=== TEXT EXTRACT ===

We think that that is much better than the talk of coalitions. The last time this country saw a coalition in peace time, in 1931, we had the worst Government that we have known this century. That was how we got a coalition policy and, although they did not devise statutory means of doing it then, it was a policy very much based on the real plank which apparently binds the Opposition coalition parties together now—unless we have sundered them this afternoon. That is the policy of which an essential part is the compulsory and rigid control of wages.

I say that that policy has collapsed. It collapsed in February and we as a Government say that we will not return to that policy. That is why we have said not merely that we will carry through the order but that we will not return to a freeze, we will not return to the compulsory control of wages. We have given that undertaking.

When hon. Members are making up their minds about how to vote tonight—if they vote against the order they will be voting for the maintenance of compulsory controls of that nature—[HON. MEMBERS: "No."]—yes, they will—perhaps they had better consult their CBI friends to see what they think. In all our discussions with the CBI, they did not dare to suggest that we could possibly continue with the compulsory control of wages, particularly in the bureaucratic and anti-parliamentary form in which it was devised by the Conservative Party.

Therefore, what this House does today, despite all the difficulties, despite all the problems that the nation faces, is an essential part of ensuring that the social contract shall have a chance to succeed. The abolition of compulsory controls on wages is an essential part of the social contract and tonight we shall see either whether the Opposition have abandoned the policies which led to such a collapse in February or whether they are determined to persist in that course. These are some of the issues on which the election will be fought.

5.38 p.m.

Mr. James Prior (Lowestoft)

The Secretary of State for Employment began his speech on a serious note and I thought that we might hear from him a speech in which he really dealt with the serious issues that we have to face. I find the right hon. Gentleman an engaging man. He still makes exactly the same speeches from the Dispatch Box as he used to make when he sat below the Gangway.

Mr. Arthur Lewis

No U-turns.

Mr. Prior

The difficulty about the right hon. Gentleman is that he forgets that he is now a Minister and that he has a responsibility which he is not carrying out. I wish that he would spend a little less time trying to decide how he is to share out the money which the rich supposedly have left and perhaps a little more time describing how our economy and our society can create more wealth. That is the only way in which we shall overcome our problems. When he makes snide remarks and cheap asides about that section of society that is creating all the wealth, he would do well to remember that the top rate of tax introduced by his Government on investment income is now 98 per cent.

Mr. William Hamilton (Fife, Central)

Poor things.

Mr. Prior

The right hon. Gentleman began his speech on the basis of the serious situation the country faces. We have had another reminder this afternoon of the way in which unemployment is starting to rise. We know the situation of inflation, and now this is being added to by higher unemployment. It is therefore right that the House should adopt a sober mood in discussing the issues before us today.

The order before the House is designed to do two things. First, it abolishes the Pay Board. Second, it abolishes the power provided by the Counter-Inflation Act 1973 to create a Pay Board. Along with this power there falls the power also to devise a code for the guidance of the Pay Board and for the practical guidance of those concerned in decisions about pay, and the power to make general references to the Pay Board on questions of remuneration.

=== LISTED RECORDS ===

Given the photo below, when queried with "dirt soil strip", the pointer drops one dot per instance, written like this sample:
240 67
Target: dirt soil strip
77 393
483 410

===

Summarize the parliamentary debate extract in three sentences.

▶ [EXERCISE ANSWER]
The Secretary of State for Employment says the policy of compulsory and rigid wage control collapsed in February, and that the Government will carry through the order and will not return to a freeze or to compulsory control of wages. He calls the abolition of these controls an essential part of giving the social contract a chance to succeed. In reply, Mr. James Prior urges him to spend more time on how the economy can create wealth, notes that unemployment is starting to rise on top of inflation, and explains that the order abolishes the Pay Board and the power under the Counter-Inflation Act 1973 to create one.